* What is expected
Give the data again, word for word.

* Input for this task
········

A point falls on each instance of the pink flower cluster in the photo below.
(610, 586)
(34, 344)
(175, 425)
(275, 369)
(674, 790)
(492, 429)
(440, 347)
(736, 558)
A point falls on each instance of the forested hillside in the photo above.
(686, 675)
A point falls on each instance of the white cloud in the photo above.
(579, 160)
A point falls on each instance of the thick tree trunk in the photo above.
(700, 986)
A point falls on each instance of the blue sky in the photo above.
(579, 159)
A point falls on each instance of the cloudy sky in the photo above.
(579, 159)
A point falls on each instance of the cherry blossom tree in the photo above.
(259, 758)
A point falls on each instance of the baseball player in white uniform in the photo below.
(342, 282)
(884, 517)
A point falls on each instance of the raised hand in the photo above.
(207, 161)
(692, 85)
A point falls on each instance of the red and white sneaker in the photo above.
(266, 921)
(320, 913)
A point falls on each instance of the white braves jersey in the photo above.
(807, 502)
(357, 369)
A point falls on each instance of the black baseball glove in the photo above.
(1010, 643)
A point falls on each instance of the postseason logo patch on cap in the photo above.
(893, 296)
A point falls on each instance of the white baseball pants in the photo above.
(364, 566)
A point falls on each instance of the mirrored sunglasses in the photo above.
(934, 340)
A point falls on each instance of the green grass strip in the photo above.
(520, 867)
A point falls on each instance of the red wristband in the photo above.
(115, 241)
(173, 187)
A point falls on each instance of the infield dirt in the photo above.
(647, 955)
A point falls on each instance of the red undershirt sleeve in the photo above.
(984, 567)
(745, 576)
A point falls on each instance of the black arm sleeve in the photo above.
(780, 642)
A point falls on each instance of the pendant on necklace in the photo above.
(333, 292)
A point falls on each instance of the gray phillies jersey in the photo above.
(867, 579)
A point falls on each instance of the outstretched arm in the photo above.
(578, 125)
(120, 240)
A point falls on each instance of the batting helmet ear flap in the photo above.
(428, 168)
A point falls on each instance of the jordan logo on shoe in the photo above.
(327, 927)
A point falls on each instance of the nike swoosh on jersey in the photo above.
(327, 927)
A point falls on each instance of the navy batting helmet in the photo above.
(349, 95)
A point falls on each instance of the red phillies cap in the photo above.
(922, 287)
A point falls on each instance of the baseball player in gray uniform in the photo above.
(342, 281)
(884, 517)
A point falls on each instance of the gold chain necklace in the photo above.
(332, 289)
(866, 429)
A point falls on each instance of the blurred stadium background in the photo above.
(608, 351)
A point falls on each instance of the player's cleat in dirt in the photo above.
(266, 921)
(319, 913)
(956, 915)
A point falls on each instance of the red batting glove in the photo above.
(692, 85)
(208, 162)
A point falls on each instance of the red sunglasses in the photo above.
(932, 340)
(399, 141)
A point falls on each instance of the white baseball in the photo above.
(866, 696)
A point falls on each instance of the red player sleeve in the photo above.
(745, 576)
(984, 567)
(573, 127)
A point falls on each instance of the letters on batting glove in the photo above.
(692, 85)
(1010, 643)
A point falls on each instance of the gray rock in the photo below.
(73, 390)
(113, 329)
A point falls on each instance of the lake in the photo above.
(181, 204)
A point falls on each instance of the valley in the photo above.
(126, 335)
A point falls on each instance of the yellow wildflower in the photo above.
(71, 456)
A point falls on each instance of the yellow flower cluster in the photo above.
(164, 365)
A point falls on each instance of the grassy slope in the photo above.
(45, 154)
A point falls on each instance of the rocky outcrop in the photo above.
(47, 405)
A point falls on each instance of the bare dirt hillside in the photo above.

········

* Answer area
A point falls on each instance of the pink flower cluster in the photo below.
(610, 586)
(34, 344)
(175, 425)
(275, 369)
(674, 790)
(492, 429)
(440, 347)
(736, 558)
A point falls on each instance of the forested hillside in the photo above.
(686, 675)
A point falls on each instance of the white cloud in the photo above.
(579, 160)
A point falls on each instance of the thick tree trunk in the photo above.
(700, 986)
A point falls on each instance of the blue sky in the photo above.
(579, 159)
A point falls on each instance of the cloudy sky in the photo above.
(579, 159)
A point falls on each instance of the cherry blossom tree in the photo above.
(259, 758)
A point falls on each instance of the baseball player in white uniform in the photo below.
(342, 282)
(884, 517)
A point falls on each instance of the raised hand in the photo above.
(207, 161)
(692, 85)
A point falls on each instance of the red and white sneaker in the photo above.
(266, 921)
(320, 913)
A point falls on each instance of the white braves jersey in the photo above.
(807, 502)
(357, 369)
A point falls on each instance of the black baseball glove in the photo above.
(1010, 643)
A point falls on each instance of the postseason logo patch on cap in the photo above.
(893, 296)
A point falls on each instance of the white baseball pants in the photo above.
(364, 566)
A point falls on each instance of the mirrored sunglasses in the photo above.
(934, 340)
A point falls on each instance of the green grass strip in the photo above.
(520, 867)
A point falls on each instance of the red wristband in the photo above.
(115, 241)
(173, 187)
A point falls on each instance of the infield dirt in the photo above.
(647, 955)
A point falls on each instance of the red undershirt sleeve in the photo above.
(984, 567)
(745, 576)
A point falls on each instance of the black arm sleeve in the photo above.
(780, 642)
A point falls on each instance of the pendant on necklace in the photo above.
(333, 292)
A point falls on each instance of the gray phillies jersey in the photo above.
(867, 579)
A point falls on each instance of the outstretched arm in the photo above.
(578, 125)
(120, 240)
A point falls on each instance of the batting helmet ear flap in the photo above.
(428, 168)
A point falls on each instance of the jordan logo on shoe in the photo above.
(327, 927)
A point falls on each instance of the nike swoosh on jersey in the photo above.
(327, 927)
A point falls on each instance of the navy batting helmet in the photo above.
(349, 95)
A point falls on each instance of the red phillies cap in the photo above.
(922, 287)
A point falls on each instance of the baseball player in gray uniform in the photo above.
(342, 281)
(884, 517)
A point falls on each instance of the gold chain necklace in the photo above.
(332, 289)
(866, 429)
A point falls on each instance of the blurred stadium background in the photo above.
(608, 351)
A point falls on each instance of the player's cleat in dirt in the photo above.
(266, 921)
(319, 913)
(956, 915)
A point falls on each instance of the red batting glove in the photo above.
(692, 85)
(208, 162)
A point falls on each instance of the red sunglasses in the photo above.
(932, 340)
(399, 141)
A point falls on each instance of the white baseball in the photo above.
(866, 696)
A point falls on each instance of the red player sleeve in the photo above.
(745, 576)
(984, 567)
(573, 127)
A point falls on each instance of the letters on batting glove in the photo above.
(692, 85)
(1010, 643)
A point falls on each instance of the gray rock in the photo below.
(73, 390)
(113, 329)
A point falls on each instance of the lake in the photo above.
(181, 204)
A point falls on each instance of the valley in the photo above.
(126, 335)
A point falls on each instance of the yellow wildflower in the photo above.
(71, 456)
A point falls on each instance of the yellow flower cluster in the photo above.
(164, 365)
A point falls on each instance of the grassy slope in the photo above.
(45, 154)
A point falls on each instance of the rocky outcrop in the photo above.
(47, 405)
A point falls on each instance of the bare dirt hillside in the photo above.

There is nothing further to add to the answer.